**Task statement**
What you give back should be only the lines from the one holding "the lynx chin" through the final line of the records, each reproduced exactly.

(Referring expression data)
=====

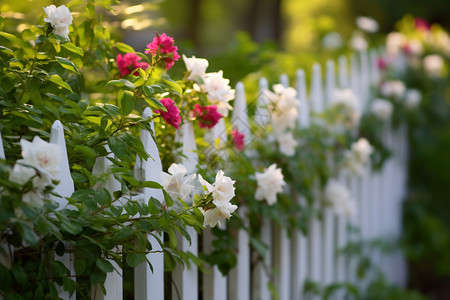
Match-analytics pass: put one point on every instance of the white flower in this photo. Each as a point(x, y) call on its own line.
point(348, 103)
point(332, 40)
point(196, 67)
point(382, 109)
point(222, 189)
point(367, 24)
point(219, 92)
point(43, 156)
point(222, 192)
point(362, 150)
point(412, 98)
point(433, 64)
point(287, 143)
point(215, 215)
point(60, 18)
point(177, 184)
point(269, 183)
point(394, 42)
point(358, 42)
point(393, 89)
point(339, 197)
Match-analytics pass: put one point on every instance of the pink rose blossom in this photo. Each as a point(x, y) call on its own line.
point(172, 115)
point(238, 139)
point(421, 24)
point(130, 62)
point(207, 116)
point(164, 44)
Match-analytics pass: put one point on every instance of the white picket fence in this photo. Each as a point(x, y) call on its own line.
point(312, 257)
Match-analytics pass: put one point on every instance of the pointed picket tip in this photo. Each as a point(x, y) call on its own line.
point(316, 89)
point(2, 151)
point(65, 188)
point(330, 84)
point(304, 109)
point(284, 80)
point(261, 114)
point(240, 112)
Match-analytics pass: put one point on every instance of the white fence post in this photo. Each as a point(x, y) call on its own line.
point(187, 279)
point(65, 188)
point(149, 285)
point(113, 283)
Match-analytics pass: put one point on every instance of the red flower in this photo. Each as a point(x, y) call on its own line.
point(238, 139)
point(130, 62)
point(172, 115)
point(168, 51)
point(207, 116)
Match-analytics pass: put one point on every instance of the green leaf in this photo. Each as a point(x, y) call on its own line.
point(135, 259)
point(173, 86)
point(67, 64)
point(121, 82)
point(125, 48)
point(127, 102)
point(152, 185)
point(104, 265)
point(118, 146)
point(58, 80)
point(155, 103)
point(73, 49)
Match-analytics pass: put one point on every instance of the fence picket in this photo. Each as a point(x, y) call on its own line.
point(65, 188)
point(147, 283)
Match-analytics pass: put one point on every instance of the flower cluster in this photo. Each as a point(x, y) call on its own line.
point(172, 115)
point(40, 164)
point(162, 46)
point(60, 18)
point(269, 184)
point(222, 191)
point(130, 62)
point(284, 111)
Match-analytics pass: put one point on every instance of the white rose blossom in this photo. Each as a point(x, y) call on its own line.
point(222, 191)
point(393, 89)
point(413, 97)
point(287, 143)
point(40, 164)
point(339, 197)
point(219, 91)
point(382, 109)
point(332, 41)
point(197, 68)
point(433, 65)
point(269, 184)
point(177, 184)
point(60, 18)
point(367, 24)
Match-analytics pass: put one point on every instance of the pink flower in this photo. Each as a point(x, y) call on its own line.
point(238, 139)
point(421, 24)
point(130, 62)
point(381, 63)
point(207, 116)
point(164, 44)
point(172, 115)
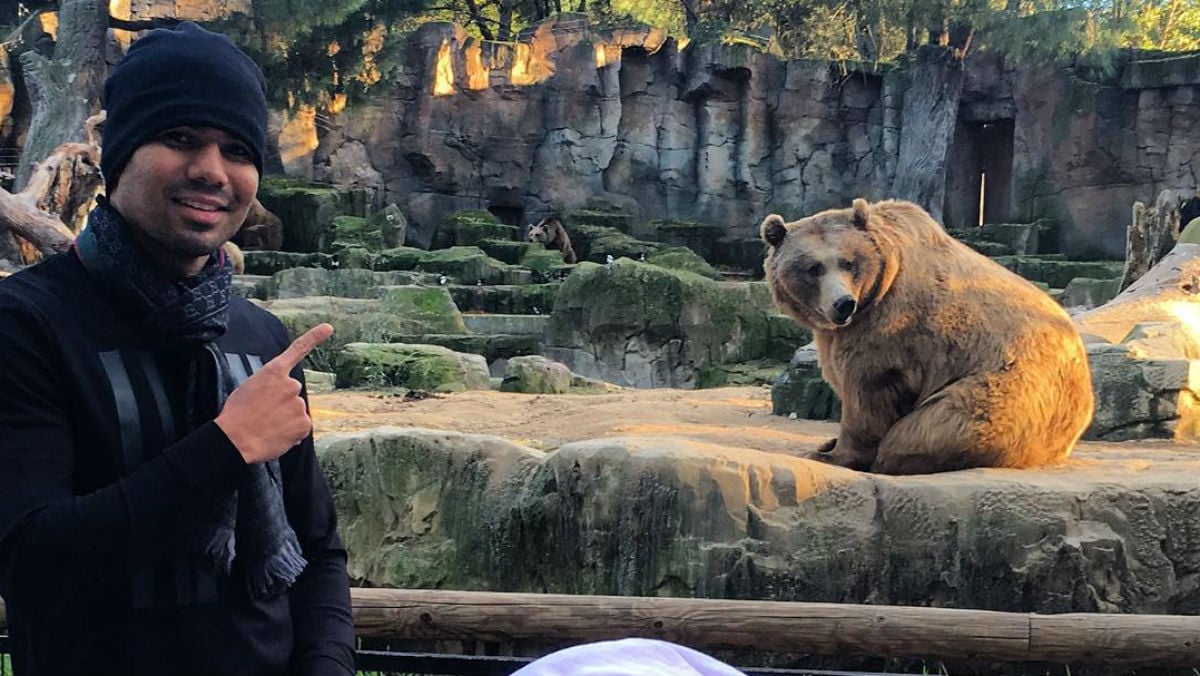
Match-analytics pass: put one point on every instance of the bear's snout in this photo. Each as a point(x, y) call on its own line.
point(844, 309)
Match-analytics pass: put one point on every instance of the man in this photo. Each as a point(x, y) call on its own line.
point(161, 508)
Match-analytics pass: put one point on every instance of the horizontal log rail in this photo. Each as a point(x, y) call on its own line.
point(779, 627)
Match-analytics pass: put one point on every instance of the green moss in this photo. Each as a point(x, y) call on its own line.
point(597, 243)
point(432, 307)
point(682, 258)
point(399, 258)
point(357, 231)
point(505, 299)
point(469, 228)
point(354, 257)
point(508, 251)
point(540, 259)
point(414, 366)
point(575, 219)
point(465, 264)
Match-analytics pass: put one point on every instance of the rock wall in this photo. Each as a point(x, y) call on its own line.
point(569, 118)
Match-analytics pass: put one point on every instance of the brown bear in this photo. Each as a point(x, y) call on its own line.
point(942, 358)
point(262, 229)
point(552, 234)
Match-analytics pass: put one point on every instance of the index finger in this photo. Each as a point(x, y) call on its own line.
point(300, 347)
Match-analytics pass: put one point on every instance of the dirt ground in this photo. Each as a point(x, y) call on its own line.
point(736, 417)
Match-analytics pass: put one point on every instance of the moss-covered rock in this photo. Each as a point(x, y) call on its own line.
point(695, 235)
point(741, 253)
point(643, 325)
point(535, 375)
point(357, 232)
point(575, 219)
point(469, 228)
point(426, 368)
point(505, 299)
point(463, 264)
point(431, 307)
point(399, 258)
point(683, 258)
point(270, 262)
point(309, 210)
point(1087, 293)
point(540, 259)
point(355, 257)
point(299, 282)
point(802, 392)
point(597, 243)
point(408, 311)
point(391, 223)
point(491, 346)
point(507, 251)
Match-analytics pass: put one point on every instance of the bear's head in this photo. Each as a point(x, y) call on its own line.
point(545, 231)
point(825, 269)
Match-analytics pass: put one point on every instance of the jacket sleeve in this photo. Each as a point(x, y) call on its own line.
point(321, 597)
point(54, 539)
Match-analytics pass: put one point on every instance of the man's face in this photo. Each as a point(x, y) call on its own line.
point(185, 192)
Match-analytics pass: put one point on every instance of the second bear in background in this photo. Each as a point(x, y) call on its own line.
point(551, 233)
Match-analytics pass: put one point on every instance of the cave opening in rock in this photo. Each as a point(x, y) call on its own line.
point(979, 174)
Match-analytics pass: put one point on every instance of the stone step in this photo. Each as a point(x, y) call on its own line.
point(491, 347)
point(1056, 270)
point(505, 299)
point(510, 324)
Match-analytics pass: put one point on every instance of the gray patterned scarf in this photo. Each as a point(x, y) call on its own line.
point(190, 315)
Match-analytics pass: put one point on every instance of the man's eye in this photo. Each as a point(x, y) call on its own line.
point(175, 137)
point(239, 151)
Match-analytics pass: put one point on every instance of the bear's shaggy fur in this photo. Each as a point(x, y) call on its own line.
point(262, 229)
point(551, 233)
point(942, 358)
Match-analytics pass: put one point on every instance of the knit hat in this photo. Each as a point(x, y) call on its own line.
point(178, 77)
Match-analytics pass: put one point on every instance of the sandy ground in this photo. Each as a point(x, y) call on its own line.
point(736, 417)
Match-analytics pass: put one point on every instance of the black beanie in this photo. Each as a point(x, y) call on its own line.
point(179, 77)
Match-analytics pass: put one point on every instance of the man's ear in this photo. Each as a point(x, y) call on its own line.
point(861, 211)
point(773, 229)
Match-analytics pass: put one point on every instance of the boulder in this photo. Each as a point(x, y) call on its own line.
point(427, 368)
point(683, 258)
point(465, 264)
point(1115, 531)
point(391, 225)
point(309, 210)
point(643, 325)
point(403, 311)
point(801, 390)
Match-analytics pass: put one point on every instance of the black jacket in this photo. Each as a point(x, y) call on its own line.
point(99, 485)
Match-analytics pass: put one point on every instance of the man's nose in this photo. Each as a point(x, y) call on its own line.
point(208, 165)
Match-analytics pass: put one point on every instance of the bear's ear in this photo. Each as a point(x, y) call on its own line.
point(774, 229)
point(859, 217)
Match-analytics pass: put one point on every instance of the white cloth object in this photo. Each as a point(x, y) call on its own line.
point(628, 657)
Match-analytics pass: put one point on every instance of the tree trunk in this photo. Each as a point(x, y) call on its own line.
point(1150, 237)
point(1168, 292)
point(64, 90)
point(51, 210)
point(930, 109)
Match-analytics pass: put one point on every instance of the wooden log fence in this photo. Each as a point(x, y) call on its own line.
point(779, 627)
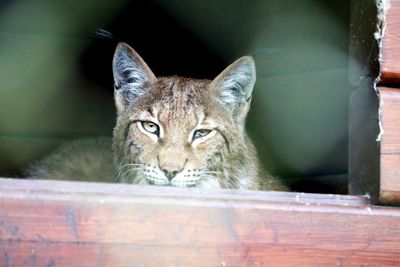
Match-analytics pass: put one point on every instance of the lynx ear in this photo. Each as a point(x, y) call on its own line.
point(234, 85)
point(131, 76)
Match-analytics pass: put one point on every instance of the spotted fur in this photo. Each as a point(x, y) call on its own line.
point(176, 131)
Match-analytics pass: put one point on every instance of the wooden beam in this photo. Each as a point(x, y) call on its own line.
point(390, 146)
point(390, 51)
point(55, 223)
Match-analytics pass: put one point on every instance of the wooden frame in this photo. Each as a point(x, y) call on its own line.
point(54, 223)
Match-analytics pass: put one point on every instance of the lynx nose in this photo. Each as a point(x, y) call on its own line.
point(170, 171)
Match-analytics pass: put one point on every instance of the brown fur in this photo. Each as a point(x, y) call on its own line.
point(180, 108)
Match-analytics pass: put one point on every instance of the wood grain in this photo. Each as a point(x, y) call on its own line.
point(390, 61)
point(390, 146)
point(53, 223)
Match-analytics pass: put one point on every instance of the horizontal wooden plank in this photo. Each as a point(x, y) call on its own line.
point(390, 61)
point(53, 223)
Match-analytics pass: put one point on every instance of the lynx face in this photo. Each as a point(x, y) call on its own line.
point(183, 132)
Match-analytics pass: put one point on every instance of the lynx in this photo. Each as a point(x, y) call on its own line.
point(170, 131)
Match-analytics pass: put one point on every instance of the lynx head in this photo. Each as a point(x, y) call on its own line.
point(179, 131)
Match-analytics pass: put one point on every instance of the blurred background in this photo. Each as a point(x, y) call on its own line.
point(56, 80)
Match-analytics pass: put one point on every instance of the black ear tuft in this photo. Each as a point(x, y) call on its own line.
point(131, 76)
point(233, 87)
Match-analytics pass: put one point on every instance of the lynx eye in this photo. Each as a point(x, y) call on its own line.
point(151, 127)
point(200, 133)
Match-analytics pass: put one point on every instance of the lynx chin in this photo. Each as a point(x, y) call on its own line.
point(170, 131)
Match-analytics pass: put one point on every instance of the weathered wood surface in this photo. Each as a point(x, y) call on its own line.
point(390, 146)
point(53, 223)
point(390, 51)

=====

**Solution to the exercise**
Match-analytics pass: put one point on every instance of the lynx chin in this photo. Each as a point(x, y) call on its own line.
point(170, 131)
Match-analytics pass: put one point on every instance of the weathered wood surface in this photo. Each as a point(x, y) call on its own line.
point(390, 146)
point(53, 223)
point(390, 51)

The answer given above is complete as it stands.